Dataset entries
□ □ □ □ □ □ □

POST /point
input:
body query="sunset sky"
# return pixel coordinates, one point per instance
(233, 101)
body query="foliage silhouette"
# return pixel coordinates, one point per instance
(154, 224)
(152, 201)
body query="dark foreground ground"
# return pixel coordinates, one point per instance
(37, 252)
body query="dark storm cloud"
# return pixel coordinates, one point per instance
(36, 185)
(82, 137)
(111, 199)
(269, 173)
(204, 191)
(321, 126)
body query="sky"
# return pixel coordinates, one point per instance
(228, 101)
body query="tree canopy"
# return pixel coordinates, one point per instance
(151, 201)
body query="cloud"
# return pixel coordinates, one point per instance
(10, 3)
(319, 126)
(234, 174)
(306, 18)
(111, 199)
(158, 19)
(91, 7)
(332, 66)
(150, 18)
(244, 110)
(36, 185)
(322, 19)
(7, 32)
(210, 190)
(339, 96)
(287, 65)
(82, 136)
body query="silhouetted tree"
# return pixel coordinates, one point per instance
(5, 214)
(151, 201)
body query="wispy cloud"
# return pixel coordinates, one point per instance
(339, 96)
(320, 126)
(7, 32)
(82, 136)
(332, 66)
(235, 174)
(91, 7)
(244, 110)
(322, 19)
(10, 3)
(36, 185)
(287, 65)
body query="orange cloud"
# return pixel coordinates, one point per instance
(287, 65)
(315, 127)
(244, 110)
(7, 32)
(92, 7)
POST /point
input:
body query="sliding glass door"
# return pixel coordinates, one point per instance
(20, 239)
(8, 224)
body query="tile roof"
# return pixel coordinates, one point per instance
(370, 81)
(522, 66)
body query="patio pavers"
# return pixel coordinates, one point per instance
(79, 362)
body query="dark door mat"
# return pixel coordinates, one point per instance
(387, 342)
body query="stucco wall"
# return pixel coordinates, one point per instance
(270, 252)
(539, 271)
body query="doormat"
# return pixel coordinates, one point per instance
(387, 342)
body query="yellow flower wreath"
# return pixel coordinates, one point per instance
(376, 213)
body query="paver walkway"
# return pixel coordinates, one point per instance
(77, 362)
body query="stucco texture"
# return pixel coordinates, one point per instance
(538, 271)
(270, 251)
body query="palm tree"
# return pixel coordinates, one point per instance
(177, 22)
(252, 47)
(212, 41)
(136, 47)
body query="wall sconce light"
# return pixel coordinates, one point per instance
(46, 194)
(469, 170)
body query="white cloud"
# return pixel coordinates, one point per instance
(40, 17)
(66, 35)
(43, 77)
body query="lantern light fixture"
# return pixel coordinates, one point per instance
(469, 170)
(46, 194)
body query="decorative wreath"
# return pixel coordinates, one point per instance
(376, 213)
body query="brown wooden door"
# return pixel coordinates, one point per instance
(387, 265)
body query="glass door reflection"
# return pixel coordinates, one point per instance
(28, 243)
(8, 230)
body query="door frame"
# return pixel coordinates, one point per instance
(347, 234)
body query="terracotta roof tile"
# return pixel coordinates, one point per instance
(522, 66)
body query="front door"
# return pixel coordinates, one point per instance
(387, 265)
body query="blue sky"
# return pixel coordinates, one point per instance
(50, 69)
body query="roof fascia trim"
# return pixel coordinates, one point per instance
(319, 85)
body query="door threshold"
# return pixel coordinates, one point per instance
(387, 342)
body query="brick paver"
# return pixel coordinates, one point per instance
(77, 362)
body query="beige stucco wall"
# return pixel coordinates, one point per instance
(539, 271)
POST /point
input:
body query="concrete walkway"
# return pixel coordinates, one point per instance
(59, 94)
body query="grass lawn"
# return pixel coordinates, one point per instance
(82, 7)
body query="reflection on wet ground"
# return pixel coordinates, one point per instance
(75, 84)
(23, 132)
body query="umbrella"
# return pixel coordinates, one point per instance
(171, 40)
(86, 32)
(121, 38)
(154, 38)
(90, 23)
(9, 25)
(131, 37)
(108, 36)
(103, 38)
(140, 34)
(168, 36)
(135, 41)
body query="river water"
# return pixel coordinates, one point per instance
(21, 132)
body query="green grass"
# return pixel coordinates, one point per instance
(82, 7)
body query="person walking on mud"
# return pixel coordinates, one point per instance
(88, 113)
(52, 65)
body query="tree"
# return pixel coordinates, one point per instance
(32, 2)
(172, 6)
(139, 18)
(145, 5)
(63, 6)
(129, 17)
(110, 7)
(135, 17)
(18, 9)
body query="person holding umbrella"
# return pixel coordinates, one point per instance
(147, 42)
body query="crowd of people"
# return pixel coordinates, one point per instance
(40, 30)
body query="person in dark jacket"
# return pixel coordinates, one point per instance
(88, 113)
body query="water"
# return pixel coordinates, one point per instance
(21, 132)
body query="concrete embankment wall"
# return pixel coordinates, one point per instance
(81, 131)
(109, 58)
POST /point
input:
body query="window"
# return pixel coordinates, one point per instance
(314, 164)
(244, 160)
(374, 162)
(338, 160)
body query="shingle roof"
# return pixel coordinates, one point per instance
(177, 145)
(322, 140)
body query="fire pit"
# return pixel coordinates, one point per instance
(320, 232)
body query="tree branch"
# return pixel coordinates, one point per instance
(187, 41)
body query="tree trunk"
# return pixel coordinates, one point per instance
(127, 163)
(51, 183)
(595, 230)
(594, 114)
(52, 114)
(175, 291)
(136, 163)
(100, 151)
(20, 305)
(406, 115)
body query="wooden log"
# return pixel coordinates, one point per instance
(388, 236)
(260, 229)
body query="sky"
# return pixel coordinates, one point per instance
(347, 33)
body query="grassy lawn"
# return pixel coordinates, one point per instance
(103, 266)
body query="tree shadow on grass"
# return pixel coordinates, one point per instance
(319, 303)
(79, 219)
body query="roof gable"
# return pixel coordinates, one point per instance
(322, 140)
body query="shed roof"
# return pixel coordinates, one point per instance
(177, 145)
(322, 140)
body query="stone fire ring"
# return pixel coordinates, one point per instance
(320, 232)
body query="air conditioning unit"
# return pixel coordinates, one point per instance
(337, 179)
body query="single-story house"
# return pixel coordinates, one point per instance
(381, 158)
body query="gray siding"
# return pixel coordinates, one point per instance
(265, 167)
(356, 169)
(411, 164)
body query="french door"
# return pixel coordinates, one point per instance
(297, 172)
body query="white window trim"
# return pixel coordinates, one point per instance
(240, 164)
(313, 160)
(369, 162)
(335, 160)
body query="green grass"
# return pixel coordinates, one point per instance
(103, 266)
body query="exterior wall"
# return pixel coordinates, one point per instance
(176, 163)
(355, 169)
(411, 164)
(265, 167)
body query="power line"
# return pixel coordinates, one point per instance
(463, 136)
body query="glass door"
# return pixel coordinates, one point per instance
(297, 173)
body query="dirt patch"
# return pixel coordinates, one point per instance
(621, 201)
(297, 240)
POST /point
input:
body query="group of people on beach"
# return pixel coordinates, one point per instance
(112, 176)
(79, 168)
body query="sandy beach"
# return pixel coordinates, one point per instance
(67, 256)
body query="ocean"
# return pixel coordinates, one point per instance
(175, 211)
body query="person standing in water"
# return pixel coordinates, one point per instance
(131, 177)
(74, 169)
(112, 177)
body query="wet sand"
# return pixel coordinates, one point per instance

□ □ □ □ □ □ □

Say the number of lines in the entries that have the string "umbrella", and only that.

Exercise output
2